Data excerpts
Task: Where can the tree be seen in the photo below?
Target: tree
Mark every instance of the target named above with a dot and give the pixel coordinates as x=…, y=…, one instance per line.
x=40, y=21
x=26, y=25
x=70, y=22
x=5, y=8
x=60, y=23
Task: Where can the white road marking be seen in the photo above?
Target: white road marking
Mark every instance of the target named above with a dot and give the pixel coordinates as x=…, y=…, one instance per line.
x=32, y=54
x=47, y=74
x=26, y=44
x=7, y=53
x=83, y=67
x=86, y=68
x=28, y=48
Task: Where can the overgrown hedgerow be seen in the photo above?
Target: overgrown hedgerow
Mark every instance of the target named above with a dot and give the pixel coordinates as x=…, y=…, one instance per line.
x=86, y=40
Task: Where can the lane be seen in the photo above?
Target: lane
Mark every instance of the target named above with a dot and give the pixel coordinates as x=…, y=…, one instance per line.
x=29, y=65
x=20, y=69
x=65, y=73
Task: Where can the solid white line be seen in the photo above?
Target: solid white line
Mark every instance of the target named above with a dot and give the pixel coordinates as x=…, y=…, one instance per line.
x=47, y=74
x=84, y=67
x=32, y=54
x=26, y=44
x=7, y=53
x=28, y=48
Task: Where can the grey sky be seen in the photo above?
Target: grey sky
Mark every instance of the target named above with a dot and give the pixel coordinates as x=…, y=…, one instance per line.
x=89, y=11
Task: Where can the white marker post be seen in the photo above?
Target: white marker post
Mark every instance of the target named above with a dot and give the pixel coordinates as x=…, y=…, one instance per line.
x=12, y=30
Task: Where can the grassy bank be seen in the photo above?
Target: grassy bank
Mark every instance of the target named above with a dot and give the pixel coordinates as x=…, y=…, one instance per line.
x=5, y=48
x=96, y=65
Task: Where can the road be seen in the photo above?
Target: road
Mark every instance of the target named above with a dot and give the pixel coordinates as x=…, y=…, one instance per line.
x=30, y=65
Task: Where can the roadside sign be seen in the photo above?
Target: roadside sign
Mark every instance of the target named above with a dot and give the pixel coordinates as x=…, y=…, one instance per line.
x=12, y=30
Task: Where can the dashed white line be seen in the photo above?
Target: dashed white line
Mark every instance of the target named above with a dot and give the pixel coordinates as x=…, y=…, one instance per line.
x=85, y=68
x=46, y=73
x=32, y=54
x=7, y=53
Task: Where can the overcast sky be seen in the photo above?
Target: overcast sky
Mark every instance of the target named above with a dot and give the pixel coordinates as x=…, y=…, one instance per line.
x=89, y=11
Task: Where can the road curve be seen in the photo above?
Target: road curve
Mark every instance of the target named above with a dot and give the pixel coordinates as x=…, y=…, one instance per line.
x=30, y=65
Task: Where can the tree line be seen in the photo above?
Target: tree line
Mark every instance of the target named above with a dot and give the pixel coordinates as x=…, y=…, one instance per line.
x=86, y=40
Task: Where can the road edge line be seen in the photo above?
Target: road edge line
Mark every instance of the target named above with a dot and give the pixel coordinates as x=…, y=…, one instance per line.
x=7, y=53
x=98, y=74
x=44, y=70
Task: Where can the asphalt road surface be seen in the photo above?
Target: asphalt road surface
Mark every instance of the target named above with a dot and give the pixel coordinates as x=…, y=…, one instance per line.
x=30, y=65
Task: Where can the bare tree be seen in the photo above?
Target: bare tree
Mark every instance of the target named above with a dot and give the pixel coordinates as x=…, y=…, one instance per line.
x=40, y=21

- [WORK TO BE COMPLETED]: Among the entries above, find the line with "Task: Where can the solid" and the line with "Target: grey sky"; give again exactly these two lines and all lines between them.

- [ANSWER SECTION]:
Task: Where can the solid white line be seen in the photo above?
Target: solid white line
Mark every instance of the target named above with a dot and give the pixel coordinates as x=…, y=…, one instance per line.
x=47, y=74
x=84, y=67
x=32, y=54
x=26, y=44
x=7, y=53
x=28, y=48
Task: Where can the grey sky be seen in the photo above?
Target: grey sky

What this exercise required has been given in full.